Deuxième temps : rendre compte dans une publication d’éléments factuels, documentés, sourcés, en prenant soin de respecter le contradictoire. Se tenir loin de la politique et sans jamais prétendre à la neutralité, tenter de taire dans ses lignes ou ses interlignes son sentiment profond.

Troisième temps, trop souvent oublié, voire déconsidéré : assurer le service après-vente. Dans nos sociétés ultra-informées où une publication n’a jamais chassé aussi vite la suivante, il est de notre devoir de veiller à ce que le sujet que l’on porte, le scandale que l’on met au jour, les faits que l’on expose trouvent leur place dans l’actualité et, autant que possible, dans le débat public.

Je crois au journalisme à impact, une forme de journalisme qui porte une ambition forte : celle de faire en sorte que les faits qu’il expose produisent un effet dans la continuité de leur publication. Il ne suffit plus de poser sa plume au point final, la plaie ouverte, et d’attendre que les choses se passent. Il faut être volontaire et engagé autant lors de la phase d’enquête et d’écriture que dans la dernière, celle de la publicité. Engagé dans le bon sens du terme, loin du militantisme, simplement investi dans sa tâche. Il faut réfléchir à une stratégie, ne pas négliger la date de publication, structurer un message, mettre en avant ses sources, choisir de là où on parle, ne mépriser aucun public, œuvrer à imprégner la société.

Ce travail de promotion, je considère le devoir aux sources qui se sont engagées dans une enquête et qui pour certaines ont pris le risque de témoigner à visage découvert. Un pacte s’établit rapidement entre nous : si elles décident de sortir du bois, je leur oppose que de mon côté je me battrai pour que cela ne soit pas en vain.
**********
Votre travail:
• A. Résumez en deux phrases le texte sur le journalisme à impact.
• B. Traduisez en anglais cette phrase du texte sur le journalisme à impact : « Il ne suffit plus de poser sa plume au point final, la plaie ouverte, et d'attendre que les choses se passent. »
• C. Transcrivez fidèlement le passage du texte sur le journalisme à impact qui commence par « Ce travail de » et se poursuit jusqu'à « pas en vain. ».
Les enregistrements proviennent d'une autre source.

Données:
**********
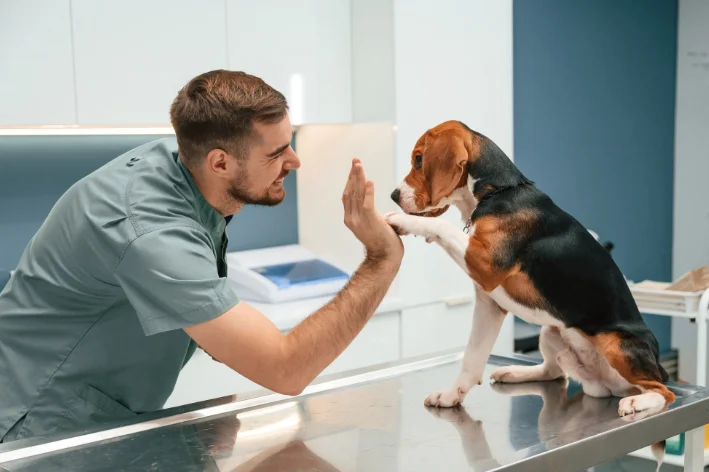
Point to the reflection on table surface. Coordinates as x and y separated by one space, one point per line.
379 426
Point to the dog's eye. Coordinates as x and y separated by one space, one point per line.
418 160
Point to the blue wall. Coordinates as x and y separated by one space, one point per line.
36 171
594 98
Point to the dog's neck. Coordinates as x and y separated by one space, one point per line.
491 174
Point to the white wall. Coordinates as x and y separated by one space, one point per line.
691 200
36 75
373 61
453 60
449 60
121 62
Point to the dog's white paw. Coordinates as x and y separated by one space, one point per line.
403 224
445 398
646 403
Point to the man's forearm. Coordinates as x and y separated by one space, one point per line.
319 339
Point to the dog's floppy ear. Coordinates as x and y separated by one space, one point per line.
445 159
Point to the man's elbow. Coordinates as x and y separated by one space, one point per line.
291 386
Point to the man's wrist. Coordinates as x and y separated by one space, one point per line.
382 259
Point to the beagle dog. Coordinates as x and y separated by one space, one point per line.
529 257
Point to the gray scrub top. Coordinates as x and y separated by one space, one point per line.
90 321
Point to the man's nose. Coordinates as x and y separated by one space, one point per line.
293 163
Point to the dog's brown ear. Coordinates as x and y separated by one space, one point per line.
445 159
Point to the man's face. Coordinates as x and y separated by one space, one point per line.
259 177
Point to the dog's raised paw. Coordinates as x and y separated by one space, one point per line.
396 221
445 398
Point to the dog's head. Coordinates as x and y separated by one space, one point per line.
439 167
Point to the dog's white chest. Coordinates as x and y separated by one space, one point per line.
530 315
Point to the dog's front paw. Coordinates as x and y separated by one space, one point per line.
639 406
398 222
445 398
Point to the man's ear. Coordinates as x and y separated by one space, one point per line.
446 159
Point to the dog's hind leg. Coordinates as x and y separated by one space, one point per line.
487 322
550 345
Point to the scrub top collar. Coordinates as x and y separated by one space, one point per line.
210 217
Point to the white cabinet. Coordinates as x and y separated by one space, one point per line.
378 342
429 329
303 49
133 56
433 328
36 68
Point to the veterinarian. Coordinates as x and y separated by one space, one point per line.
127 276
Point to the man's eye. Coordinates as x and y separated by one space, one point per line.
418 160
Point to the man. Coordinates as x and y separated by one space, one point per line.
127 274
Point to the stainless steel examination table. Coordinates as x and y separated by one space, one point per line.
375 420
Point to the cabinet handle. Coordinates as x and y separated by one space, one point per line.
458 301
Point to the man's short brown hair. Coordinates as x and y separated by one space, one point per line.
217 109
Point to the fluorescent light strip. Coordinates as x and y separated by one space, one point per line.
85 131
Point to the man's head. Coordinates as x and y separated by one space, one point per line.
234 134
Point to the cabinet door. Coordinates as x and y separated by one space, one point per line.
36 67
133 56
300 48
437 327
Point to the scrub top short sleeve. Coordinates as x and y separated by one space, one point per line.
170 277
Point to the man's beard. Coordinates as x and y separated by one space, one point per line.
239 193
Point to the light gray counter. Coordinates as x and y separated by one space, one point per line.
375 420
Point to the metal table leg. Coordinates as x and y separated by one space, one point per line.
694 450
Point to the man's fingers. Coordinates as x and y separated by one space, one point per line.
347 193
359 182
368 203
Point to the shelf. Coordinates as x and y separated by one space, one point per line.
657 301
287 315
646 453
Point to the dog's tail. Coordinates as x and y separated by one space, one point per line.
658 450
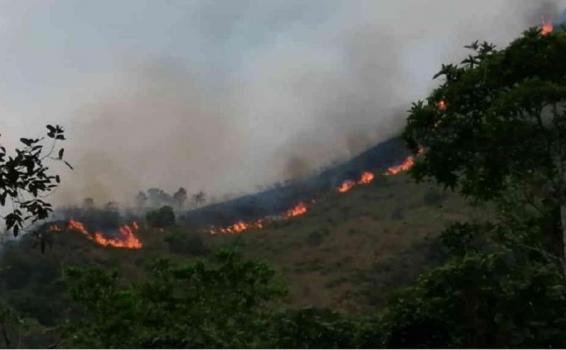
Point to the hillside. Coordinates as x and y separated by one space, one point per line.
347 252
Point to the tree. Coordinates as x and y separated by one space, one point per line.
25 179
496 127
214 304
180 197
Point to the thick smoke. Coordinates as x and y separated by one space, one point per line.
319 82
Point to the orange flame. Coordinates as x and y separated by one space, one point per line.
396 169
441 105
547 27
242 226
367 177
237 227
126 239
406 165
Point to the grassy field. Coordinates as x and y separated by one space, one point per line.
347 252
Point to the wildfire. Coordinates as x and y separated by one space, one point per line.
396 169
297 210
54 228
126 238
547 27
238 227
242 226
366 178
406 165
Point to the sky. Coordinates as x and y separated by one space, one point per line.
227 96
**********
Corrigé:
• A. Le texte présente un deuxième temps, qui consiste à publier des éléments factuels, documentés et sourcés en respectant le contradictoire, puis un troisième temps souvent oublié : assurer le service après-vente pour que les faits exposés trouvent leur place dans l'actualité et le débat public. Il défend un journalisme à impact, engagé sans militantisme et fondé sur une stratégie de publication, et présente ce travail de promotion comme un devoir envers les sources qui ont pris le risque de témoigner.

• B. It is no longer enough to lay down one's pen at the final period, with the wound left open, and wait for things to happen.

• C.
Ce travail de promotion, je considère le devoir aux sources qui se sont engagées dans une enquête et qui pour certaines ont pris le risque de témoigner à visage découvert. Un pacte s’établit rapidement entre nous : si elles décident de sortir du bois, je leur oppose que de mon côté je me battrai pour que cela ne soit pas en vain.